(What the exercise asks): Using the entries below, output exactly the line containing "Where can you find the bush" and all lines that follow it to the end.

(Material to process):
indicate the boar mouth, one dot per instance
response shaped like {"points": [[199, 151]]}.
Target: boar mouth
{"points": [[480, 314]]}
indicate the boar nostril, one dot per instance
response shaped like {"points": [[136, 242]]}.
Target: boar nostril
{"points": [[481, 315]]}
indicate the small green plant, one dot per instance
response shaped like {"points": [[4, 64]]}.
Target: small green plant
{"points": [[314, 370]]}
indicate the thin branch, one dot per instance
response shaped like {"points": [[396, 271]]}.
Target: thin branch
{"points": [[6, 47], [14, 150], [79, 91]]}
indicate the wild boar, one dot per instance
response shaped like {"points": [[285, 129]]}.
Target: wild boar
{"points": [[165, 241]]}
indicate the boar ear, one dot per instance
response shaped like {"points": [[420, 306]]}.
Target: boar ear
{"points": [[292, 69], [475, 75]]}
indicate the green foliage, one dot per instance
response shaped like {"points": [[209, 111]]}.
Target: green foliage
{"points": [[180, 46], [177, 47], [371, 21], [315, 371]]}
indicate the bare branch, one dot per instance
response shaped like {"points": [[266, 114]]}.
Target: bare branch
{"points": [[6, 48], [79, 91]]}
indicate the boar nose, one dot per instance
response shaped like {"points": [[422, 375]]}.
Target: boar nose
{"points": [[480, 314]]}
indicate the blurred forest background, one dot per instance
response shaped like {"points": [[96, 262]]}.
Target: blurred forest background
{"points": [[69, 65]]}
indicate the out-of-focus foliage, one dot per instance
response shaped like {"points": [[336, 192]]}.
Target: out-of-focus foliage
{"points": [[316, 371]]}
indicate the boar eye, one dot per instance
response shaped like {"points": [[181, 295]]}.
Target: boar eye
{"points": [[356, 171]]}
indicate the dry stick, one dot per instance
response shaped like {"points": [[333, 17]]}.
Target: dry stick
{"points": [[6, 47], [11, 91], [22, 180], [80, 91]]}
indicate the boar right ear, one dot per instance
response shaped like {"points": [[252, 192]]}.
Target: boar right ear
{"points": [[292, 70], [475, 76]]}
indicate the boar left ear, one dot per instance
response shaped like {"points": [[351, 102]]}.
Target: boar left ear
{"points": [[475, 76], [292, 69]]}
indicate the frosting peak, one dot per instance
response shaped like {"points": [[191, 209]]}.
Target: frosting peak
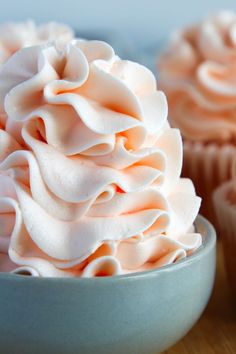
{"points": [[90, 169], [17, 35], [197, 71]]}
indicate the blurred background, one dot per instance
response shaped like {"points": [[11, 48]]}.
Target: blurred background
{"points": [[136, 28]]}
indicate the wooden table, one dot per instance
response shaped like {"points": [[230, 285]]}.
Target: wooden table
{"points": [[215, 332]]}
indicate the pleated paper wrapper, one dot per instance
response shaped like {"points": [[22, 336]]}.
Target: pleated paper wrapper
{"points": [[208, 166]]}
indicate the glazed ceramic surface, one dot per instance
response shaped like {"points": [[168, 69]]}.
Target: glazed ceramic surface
{"points": [[141, 313]]}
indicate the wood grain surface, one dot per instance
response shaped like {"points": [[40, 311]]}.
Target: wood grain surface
{"points": [[215, 332]]}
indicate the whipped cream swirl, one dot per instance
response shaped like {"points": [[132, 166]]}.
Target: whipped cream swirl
{"points": [[89, 167], [17, 35], [197, 72]]}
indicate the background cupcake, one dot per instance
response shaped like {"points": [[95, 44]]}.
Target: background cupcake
{"points": [[197, 72], [225, 207]]}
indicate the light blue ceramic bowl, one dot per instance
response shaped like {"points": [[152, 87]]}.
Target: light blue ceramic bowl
{"points": [[142, 313]]}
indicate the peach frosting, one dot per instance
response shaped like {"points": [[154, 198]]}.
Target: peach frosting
{"points": [[197, 72], [16, 35], [89, 167]]}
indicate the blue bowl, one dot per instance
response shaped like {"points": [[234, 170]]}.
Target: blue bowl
{"points": [[139, 313]]}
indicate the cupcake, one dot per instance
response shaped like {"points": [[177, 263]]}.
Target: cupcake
{"points": [[225, 207], [16, 35], [89, 167], [197, 72]]}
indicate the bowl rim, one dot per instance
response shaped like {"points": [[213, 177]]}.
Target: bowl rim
{"points": [[208, 244]]}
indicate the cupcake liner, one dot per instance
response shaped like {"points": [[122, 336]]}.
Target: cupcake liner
{"points": [[208, 166], [226, 215]]}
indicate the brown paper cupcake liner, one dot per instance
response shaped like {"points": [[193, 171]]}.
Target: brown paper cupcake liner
{"points": [[208, 166], [225, 210]]}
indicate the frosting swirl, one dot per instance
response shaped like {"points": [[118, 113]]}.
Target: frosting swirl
{"points": [[197, 71], [16, 35], [89, 167]]}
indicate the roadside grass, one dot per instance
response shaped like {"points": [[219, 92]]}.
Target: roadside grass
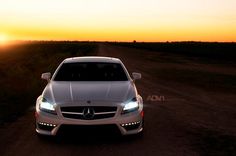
{"points": [[21, 66], [208, 81], [204, 52]]}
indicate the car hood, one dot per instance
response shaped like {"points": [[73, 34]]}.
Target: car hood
{"points": [[76, 92]]}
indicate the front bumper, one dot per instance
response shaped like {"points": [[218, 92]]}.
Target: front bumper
{"points": [[49, 124]]}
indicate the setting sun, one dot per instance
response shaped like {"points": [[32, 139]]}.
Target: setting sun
{"points": [[3, 39]]}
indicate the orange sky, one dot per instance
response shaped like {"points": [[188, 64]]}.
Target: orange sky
{"points": [[118, 20]]}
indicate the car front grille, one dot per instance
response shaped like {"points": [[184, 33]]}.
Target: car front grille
{"points": [[89, 130], [88, 113]]}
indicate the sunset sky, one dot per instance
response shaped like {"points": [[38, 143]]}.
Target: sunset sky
{"points": [[118, 20]]}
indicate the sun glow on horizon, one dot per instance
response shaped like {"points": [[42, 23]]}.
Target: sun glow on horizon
{"points": [[119, 20], [3, 39]]}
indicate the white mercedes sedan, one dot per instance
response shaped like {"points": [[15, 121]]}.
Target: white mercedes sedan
{"points": [[91, 92]]}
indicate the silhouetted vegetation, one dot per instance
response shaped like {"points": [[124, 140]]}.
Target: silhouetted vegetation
{"points": [[208, 50]]}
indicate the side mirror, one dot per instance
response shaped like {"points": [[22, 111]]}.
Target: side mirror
{"points": [[46, 76], [136, 76]]}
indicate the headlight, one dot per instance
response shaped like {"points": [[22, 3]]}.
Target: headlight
{"points": [[46, 106], [131, 106]]}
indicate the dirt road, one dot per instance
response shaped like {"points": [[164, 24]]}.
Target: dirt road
{"points": [[179, 119]]}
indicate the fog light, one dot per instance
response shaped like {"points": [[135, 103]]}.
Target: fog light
{"points": [[47, 124], [131, 125]]}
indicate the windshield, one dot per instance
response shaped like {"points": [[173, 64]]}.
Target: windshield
{"points": [[91, 71]]}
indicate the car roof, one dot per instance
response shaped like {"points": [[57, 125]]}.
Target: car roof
{"points": [[92, 59]]}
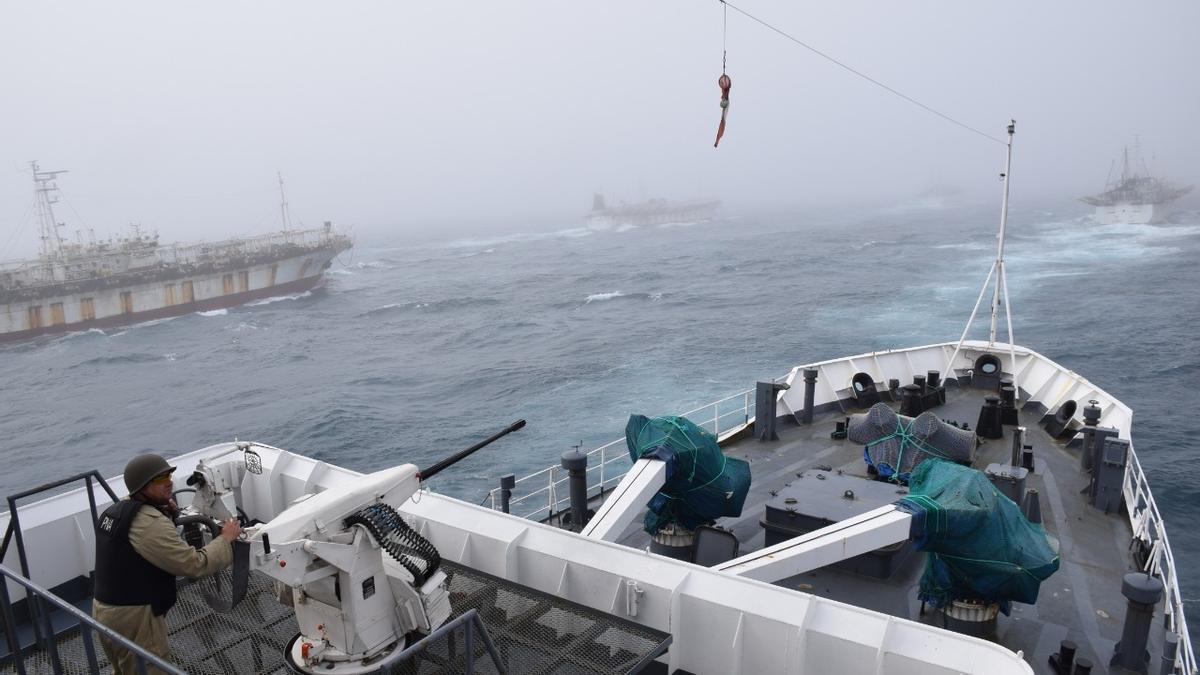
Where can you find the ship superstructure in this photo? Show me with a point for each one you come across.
(123, 280)
(1134, 197)
(648, 213)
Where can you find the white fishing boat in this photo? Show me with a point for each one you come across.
(84, 284)
(1134, 197)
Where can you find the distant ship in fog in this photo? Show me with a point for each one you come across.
(1135, 197)
(118, 281)
(649, 213)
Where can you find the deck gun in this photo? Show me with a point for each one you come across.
(359, 578)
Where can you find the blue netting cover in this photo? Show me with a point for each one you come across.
(702, 484)
(895, 443)
(978, 543)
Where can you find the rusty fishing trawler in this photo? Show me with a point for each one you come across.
(124, 280)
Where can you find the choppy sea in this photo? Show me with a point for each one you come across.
(414, 350)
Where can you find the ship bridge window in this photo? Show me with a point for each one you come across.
(988, 364)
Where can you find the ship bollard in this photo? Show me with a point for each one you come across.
(810, 392)
(1063, 662)
(1143, 591)
(1031, 507)
(576, 465)
(911, 400)
(1091, 420)
(765, 401)
(507, 483)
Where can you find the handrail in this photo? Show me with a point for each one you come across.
(15, 529)
(1149, 527)
(472, 626)
(606, 475)
(87, 626)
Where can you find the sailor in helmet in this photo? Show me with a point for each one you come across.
(138, 556)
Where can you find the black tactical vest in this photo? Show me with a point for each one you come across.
(123, 577)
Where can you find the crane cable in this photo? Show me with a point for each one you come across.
(862, 75)
(724, 82)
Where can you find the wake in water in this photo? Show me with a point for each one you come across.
(279, 299)
(618, 294)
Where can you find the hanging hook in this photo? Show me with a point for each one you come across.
(725, 83)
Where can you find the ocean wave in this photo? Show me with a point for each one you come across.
(431, 305)
(279, 298)
(619, 296)
(870, 244)
(123, 359)
(372, 264)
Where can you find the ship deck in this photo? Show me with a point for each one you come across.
(1080, 602)
(533, 632)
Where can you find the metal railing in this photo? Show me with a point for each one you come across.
(472, 628)
(1149, 529)
(13, 530)
(544, 493)
(39, 596)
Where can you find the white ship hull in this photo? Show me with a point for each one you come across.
(1126, 213)
(651, 215)
(719, 622)
(163, 298)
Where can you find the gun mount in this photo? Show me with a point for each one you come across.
(360, 579)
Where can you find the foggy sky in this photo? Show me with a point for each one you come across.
(402, 118)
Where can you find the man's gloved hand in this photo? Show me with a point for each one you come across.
(231, 530)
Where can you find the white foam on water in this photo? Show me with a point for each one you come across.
(599, 297)
(279, 298)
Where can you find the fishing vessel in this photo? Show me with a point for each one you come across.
(123, 280)
(648, 213)
(1134, 197)
(967, 506)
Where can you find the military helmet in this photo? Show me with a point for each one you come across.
(143, 469)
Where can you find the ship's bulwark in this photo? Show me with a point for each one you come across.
(123, 305)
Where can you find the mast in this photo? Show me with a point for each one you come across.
(283, 202)
(46, 195)
(1001, 287)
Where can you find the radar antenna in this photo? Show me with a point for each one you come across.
(283, 203)
(46, 193)
(997, 270)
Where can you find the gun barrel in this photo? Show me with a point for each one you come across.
(426, 473)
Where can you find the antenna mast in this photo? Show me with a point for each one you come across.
(46, 193)
(1001, 287)
(283, 202)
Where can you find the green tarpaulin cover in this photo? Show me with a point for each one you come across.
(702, 484)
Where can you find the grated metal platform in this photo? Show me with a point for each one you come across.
(538, 633)
(535, 633)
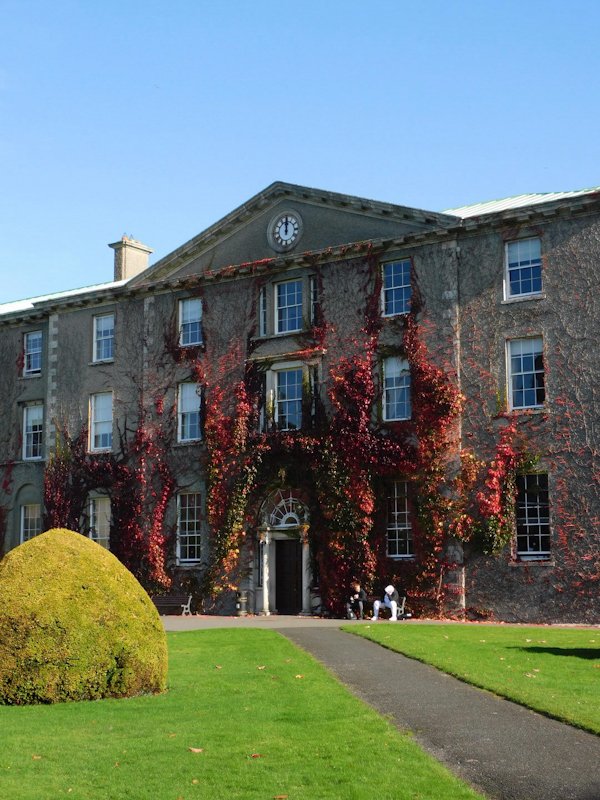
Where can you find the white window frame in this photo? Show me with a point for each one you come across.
(99, 518)
(515, 377)
(517, 260)
(30, 522)
(102, 341)
(313, 294)
(532, 518)
(278, 401)
(101, 423)
(398, 522)
(32, 357)
(190, 315)
(396, 373)
(404, 287)
(33, 432)
(272, 398)
(262, 312)
(189, 405)
(184, 531)
(278, 330)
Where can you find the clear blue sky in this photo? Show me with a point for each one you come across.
(155, 119)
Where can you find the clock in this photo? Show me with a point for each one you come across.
(284, 230)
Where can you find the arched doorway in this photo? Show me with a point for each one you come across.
(283, 569)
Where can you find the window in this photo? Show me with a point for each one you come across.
(190, 322)
(396, 287)
(526, 373)
(189, 534)
(288, 399)
(262, 311)
(99, 520)
(33, 431)
(313, 288)
(288, 306)
(523, 268)
(104, 337)
(101, 421)
(533, 517)
(188, 411)
(32, 355)
(31, 521)
(396, 389)
(399, 528)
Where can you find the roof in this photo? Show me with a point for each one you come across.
(271, 195)
(518, 201)
(21, 306)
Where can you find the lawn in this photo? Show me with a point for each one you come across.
(552, 670)
(247, 715)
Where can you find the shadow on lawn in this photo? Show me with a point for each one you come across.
(590, 653)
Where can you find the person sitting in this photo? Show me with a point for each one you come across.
(356, 604)
(390, 600)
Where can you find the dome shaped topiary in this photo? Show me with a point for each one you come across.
(75, 625)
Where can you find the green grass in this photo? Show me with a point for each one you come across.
(268, 719)
(552, 670)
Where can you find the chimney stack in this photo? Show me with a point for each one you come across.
(131, 257)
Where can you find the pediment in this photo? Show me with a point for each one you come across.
(327, 220)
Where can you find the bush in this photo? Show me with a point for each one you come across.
(75, 625)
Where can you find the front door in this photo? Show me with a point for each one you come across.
(288, 576)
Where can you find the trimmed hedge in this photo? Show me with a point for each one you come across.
(75, 625)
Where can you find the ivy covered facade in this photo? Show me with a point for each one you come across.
(321, 388)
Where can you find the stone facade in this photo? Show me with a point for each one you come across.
(291, 315)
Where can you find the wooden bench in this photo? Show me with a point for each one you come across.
(171, 603)
(385, 611)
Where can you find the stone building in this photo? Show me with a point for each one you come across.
(344, 388)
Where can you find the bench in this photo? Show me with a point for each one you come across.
(171, 603)
(384, 611)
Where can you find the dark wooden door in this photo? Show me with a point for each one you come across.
(288, 576)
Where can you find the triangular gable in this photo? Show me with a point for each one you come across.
(328, 219)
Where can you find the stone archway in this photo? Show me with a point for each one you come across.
(283, 568)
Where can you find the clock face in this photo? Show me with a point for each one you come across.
(284, 230)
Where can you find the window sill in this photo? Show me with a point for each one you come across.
(400, 314)
(531, 410)
(523, 298)
(270, 336)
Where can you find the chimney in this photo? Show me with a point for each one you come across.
(131, 257)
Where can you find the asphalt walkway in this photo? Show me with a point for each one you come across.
(502, 749)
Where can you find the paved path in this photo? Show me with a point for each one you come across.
(502, 749)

(Written solution):
Where can you find the bush in this photo? Show me with a point for each one you come across.
(75, 625)
Where can you find the front door in this photo? Show me with a point for each one you come across.
(288, 576)
Where can you find the trimmed hedge in this photo? Show me with a point for each one you come across.
(75, 625)
Where can you find the ivy covered facade in this photo? Show me with a point for each one you come across.
(321, 388)
Where can you find the stone facade in this photo? Show me with a point for each one you come across.
(291, 315)
Where can you find the wooden bench in this photo? Show me with a point for each one you come across.
(171, 603)
(385, 611)
Where can you find the stone building in this photo? Show me with a point for each one you come across.
(344, 388)
Where can you find the bench in this photo? Show me with a point for each one you come across.
(171, 603)
(384, 611)
Where can you find the dark wooden door in this photo? Show me with a point for each one you come across.
(288, 576)
Where can you find the triangular gable in this photo? Show me with a point for each one you come across.
(328, 219)
Where can you find the stone archway in this photo? Show me with a point for each one you come across.
(283, 568)
Where can you find the clock face in this photo? Show me with a point for each one you come across.
(284, 230)
Where can you find the window sill in this photo? Show me with a point for each one you come across.
(400, 314)
(531, 410)
(523, 298)
(270, 336)
Where can you find the chimney in this photo? Show me with a point for each one you come across.
(131, 257)
Where can you find the asphalt walkway in this photo? Show me with a point for each one you come across.
(502, 749)
Where can you find the paved path in this photo? Show me with a point for each one you come across.
(502, 749)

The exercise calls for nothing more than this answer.